● **Work item**
Those lines of the data that hold the word "white" are to be copied out.
>>>>
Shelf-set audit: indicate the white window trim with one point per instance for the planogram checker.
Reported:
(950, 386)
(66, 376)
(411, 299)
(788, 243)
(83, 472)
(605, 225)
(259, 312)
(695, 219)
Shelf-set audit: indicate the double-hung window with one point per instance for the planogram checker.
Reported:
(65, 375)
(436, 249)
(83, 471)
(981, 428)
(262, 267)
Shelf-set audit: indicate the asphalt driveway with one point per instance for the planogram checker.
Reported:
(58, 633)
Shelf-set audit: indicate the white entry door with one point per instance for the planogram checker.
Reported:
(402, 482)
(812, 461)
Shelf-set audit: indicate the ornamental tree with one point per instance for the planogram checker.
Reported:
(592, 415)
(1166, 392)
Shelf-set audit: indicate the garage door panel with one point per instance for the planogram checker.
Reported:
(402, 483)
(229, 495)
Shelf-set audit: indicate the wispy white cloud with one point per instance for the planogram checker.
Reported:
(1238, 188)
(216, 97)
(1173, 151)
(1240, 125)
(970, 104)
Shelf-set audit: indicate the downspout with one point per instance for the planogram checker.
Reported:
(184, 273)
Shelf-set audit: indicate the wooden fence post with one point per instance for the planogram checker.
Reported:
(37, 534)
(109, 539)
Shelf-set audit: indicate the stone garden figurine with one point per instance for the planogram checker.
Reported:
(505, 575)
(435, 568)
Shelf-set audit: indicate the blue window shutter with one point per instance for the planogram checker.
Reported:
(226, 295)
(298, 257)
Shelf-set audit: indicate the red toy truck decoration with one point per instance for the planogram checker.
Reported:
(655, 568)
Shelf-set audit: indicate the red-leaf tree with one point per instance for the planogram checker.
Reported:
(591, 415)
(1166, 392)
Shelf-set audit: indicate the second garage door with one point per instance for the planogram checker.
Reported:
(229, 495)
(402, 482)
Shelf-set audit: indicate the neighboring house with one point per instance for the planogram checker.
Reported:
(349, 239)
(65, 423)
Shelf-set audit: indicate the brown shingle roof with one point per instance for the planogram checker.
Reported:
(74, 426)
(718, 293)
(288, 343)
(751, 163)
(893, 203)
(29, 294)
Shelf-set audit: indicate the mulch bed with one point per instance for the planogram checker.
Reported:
<<<<
● **Problem solution**
Shelf-set audit: indicate the white window trim with one point per instance for the planogram checker.
Shelf-set audit: indicate the white entry door with one point per instance for the planogram checker.
Shelf-set audit: indicate the wispy white cloud with one point per instance for the planogram checker.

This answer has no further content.